- [Given exercise]:
Could you write out every entry exactly as it stands?

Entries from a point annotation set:
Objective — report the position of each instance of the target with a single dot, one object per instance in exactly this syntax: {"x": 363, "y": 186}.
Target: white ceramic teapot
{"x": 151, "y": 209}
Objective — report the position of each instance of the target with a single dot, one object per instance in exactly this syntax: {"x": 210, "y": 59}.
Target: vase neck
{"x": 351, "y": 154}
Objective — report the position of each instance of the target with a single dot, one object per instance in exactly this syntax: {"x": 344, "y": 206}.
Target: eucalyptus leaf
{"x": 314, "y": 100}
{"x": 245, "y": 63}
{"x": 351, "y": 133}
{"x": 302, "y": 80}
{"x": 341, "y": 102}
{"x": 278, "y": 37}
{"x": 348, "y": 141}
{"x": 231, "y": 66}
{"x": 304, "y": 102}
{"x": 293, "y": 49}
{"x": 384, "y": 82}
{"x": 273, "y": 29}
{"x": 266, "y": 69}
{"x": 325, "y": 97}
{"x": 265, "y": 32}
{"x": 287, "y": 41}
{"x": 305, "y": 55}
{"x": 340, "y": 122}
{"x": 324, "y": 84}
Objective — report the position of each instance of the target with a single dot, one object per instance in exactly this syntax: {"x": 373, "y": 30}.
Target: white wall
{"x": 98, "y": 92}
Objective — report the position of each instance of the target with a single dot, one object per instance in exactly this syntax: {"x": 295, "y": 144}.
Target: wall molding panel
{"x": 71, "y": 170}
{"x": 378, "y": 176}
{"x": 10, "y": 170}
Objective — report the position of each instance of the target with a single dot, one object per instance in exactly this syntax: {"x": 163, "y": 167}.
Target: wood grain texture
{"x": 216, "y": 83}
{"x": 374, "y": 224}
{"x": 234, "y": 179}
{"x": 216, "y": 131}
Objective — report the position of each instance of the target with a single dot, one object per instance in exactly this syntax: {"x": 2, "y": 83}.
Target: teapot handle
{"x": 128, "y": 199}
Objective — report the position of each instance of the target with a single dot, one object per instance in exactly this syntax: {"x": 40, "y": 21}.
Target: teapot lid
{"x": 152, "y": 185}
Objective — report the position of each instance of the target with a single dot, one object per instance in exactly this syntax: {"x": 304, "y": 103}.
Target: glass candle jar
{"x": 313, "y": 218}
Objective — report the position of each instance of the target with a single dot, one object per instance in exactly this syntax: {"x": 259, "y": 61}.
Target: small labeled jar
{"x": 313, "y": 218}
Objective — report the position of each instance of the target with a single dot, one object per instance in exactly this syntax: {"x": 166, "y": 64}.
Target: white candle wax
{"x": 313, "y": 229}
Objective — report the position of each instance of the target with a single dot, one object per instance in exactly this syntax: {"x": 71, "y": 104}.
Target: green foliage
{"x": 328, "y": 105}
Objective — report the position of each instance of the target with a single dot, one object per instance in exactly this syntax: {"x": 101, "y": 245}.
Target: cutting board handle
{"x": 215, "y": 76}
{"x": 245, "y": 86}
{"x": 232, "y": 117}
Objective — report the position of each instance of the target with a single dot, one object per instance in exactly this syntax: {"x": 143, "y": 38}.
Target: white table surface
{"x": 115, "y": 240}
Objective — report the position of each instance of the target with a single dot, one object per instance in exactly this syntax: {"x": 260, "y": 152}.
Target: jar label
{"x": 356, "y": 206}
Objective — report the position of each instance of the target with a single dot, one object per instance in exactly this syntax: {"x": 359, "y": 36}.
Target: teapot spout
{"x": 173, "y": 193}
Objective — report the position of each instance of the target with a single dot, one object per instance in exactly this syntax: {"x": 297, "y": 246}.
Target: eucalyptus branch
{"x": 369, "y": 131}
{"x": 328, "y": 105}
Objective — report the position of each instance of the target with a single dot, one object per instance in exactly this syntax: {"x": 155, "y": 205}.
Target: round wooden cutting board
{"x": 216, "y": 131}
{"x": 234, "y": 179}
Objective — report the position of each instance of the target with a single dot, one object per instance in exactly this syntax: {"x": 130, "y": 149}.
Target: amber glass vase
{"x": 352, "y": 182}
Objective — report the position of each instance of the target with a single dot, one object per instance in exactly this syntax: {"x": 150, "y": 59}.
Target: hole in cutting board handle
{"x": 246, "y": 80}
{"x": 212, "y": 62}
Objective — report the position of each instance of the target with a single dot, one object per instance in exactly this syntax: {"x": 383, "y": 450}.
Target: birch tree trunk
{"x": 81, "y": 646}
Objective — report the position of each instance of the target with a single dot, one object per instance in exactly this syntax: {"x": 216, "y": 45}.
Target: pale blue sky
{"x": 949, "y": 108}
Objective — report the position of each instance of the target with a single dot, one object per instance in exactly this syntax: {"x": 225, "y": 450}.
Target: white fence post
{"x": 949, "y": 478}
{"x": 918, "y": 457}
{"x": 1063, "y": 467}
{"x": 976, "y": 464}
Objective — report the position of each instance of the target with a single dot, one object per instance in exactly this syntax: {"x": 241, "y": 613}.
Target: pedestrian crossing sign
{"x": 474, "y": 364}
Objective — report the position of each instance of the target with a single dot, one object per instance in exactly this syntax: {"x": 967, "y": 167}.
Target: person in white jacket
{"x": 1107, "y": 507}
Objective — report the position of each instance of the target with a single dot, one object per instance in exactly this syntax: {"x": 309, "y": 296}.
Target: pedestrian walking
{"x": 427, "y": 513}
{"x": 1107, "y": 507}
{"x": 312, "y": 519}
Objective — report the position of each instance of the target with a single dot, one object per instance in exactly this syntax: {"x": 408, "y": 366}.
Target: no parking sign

- [Answer to the problem]:
Objective — report the position of each instance of the target with a single dot, one object per instance in exactly this syntax: {"x": 363, "y": 186}.
Target: white ceramic teapot
{"x": 151, "y": 209}
Objective — report the position of each instance of the target with a single dot, one object per instance in exactly this syntax: {"x": 210, "y": 59}.
Target: vase neck
{"x": 351, "y": 154}
Objective — report the position of each instance of the target with a single dot, one object per instance in exactly this syntax: {"x": 344, "y": 206}.
Target: eucalyptus leaf
{"x": 314, "y": 100}
{"x": 245, "y": 63}
{"x": 351, "y": 133}
{"x": 302, "y": 80}
{"x": 341, "y": 102}
{"x": 278, "y": 37}
{"x": 348, "y": 141}
{"x": 231, "y": 66}
{"x": 304, "y": 102}
{"x": 293, "y": 49}
{"x": 384, "y": 82}
{"x": 273, "y": 29}
{"x": 266, "y": 69}
{"x": 325, "y": 97}
{"x": 265, "y": 32}
{"x": 287, "y": 41}
{"x": 305, "y": 55}
{"x": 340, "y": 122}
{"x": 324, "y": 84}
Objective — report the position of each instance of the target with a single dot, one object per instance in exactly this syntax: {"x": 373, "y": 30}.
Target: white wall
{"x": 98, "y": 92}
Objective — report the position of each instance of the target with a single dot, one object per instance in exactly this syntax: {"x": 295, "y": 144}.
Target: wall molding panel
{"x": 71, "y": 170}
{"x": 378, "y": 176}
{"x": 10, "y": 170}
Objective — report the position of each instance of the target with a single dot, one object per instance in exactly this syntax: {"x": 163, "y": 167}.
Target: wood grain texture
{"x": 216, "y": 83}
{"x": 374, "y": 224}
{"x": 234, "y": 179}
{"x": 216, "y": 131}
Objective — report the position of each instance of the target with a single dot, one object per instance in exactly this syntax: {"x": 2, "y": 83}.
Target: teapot handle
{"x": 128, "y": 199}
Objective — report the position of each instance of the target with a single dot, one object per instance in exactly this syntax: {"x": 40, "y": 21}.
Target: teapot lid
{"x": 152, "y": 185}
Objective — report the position of each instance of the target with a single dot, one object per instance in exactly this syntax: {"x": 304, "y": 103}.
Target: glass candle jar
{"x": 313, "y": 218}
Objective — report the position of each instance of the target with a single dot, one object per instance in exactly this syntax: {"x": 259, "y": 61}.
Target: small labeled jar
{"x": 313, "y": 218}
Objective — report the position of each instance of the target with a single dot, one object per instance in exactly this syntax: {"x": 166, "y": 64}.
Target: white candle wax
{"x": 313, "y": 229}
Objective — report the position of each instance of the target with a single dot, one object per instance in exactly this syntax: {"x": 71, "y": 104}.
Target: green foliage
{"x": 328, "y": 105}
Objective — report the position of each instance of the target with a single dot, one object per instance in exactly this syntax: {"x": 101, "y": 245}.
Target: cutting board handle
{"x": 215, "y": 76}
{"x": 245, "y": 86}
{"x": 232, "y": 117}
Objective — report the position of each instance of the target with a single dot, one object per instance in exactly this syntax: {"x": 143, "y": 38}.
Target: white table surface
{"x": 115, "y": 240}
Objective — report the position of each instance of the target with a single dot, one object per instance in exactly this syntax: {"x": 260, "y": 152}.
Target: jar label
{"x": 356, "y": 206}
Objective — report the position of each instance of the target with a single dot, one object per instance in exactly this syntax: {"x": 359, "y": 36}.
Target: teapot spout
{"x": 173, "y": 193}
Objective — report the position of each instance of the target with a single dot, one object per instance in exactly this syntax: {"x": 297, "y": 246}.
Target: eucalyptus branch
{"x": 369, "y": 131}
{"x": 328, "y": 105}
Objective — report the position of each instance of the target with a single dot, one object per instance in exactly this syntax: {"x": 155, "y": 205}.
Target: round wooden cutting board
{"x": 216, "y": 131}
{"x": 234, "y": 179}
Objective — report the position of each instance of the target with a single dot, one object per instance in exactly this syntax: {"x": 130, "y": 149}.
Target: amber glass vase
{"x": 352, "y": 182}
Objective — report the position of each instance of the target with a single dot, one object per instance in exactly this syntax: {"x": 150, "y": 59}.
Target: hole in cutting board handle
{"x": 246, "y": 80}
{"x": 212, "y": 62}
Objective — report the position of each instance of the target with a single dot, one object per instance in exactly this syntax: {"x": 383, "y": 450}.
Target: birch tree trunk
{"x": 81, "y": 646}
Objective — report the position of each instance of the target with a single dot, one object per instance in exactly this syntax: {"x": 216, "y": 45}.
Target: pale blue sky
{"x": 949, "y": 108}
Objective — report the position of each instance of the target with a single dot, one object per instance in exactly this syntax: {"x": 225, "y": 450}.
Target: white fence post
{"x": 949, "y": 478}
{"x": 918, "y": 457}
{"x": 1063, "y": 467}
{"x": 976, "y": 464}
Objective — report the position of each instance of the target with a single dot, one object per instance in exactly this syntax: {"x": 241, "y": 613}.
Target: pedestrian crossing sign
{"x": 474, "y": 364}
Objective — report the position of each instance of the target with a single dot, one object per instance in exactly this syntax: {"x": 967, "y": 167}.
Target: person in white jacket
{"x": 1107, "y": 507}
Objective — report the position of each instance of the target with a single dot, one object per instance in exactly this syntax: {"x": 309, "y": 296}.
Target: pedestrian walking
{"x": 427, "y": 513}
{"x": 1107, "y": 507}
{"x": 312, "y": 519}
Objective — report the position of each instance of the target with a single dot, one object per instance in exactly this syntax: {"x": 408, "y": 366}.
Target: no parking sign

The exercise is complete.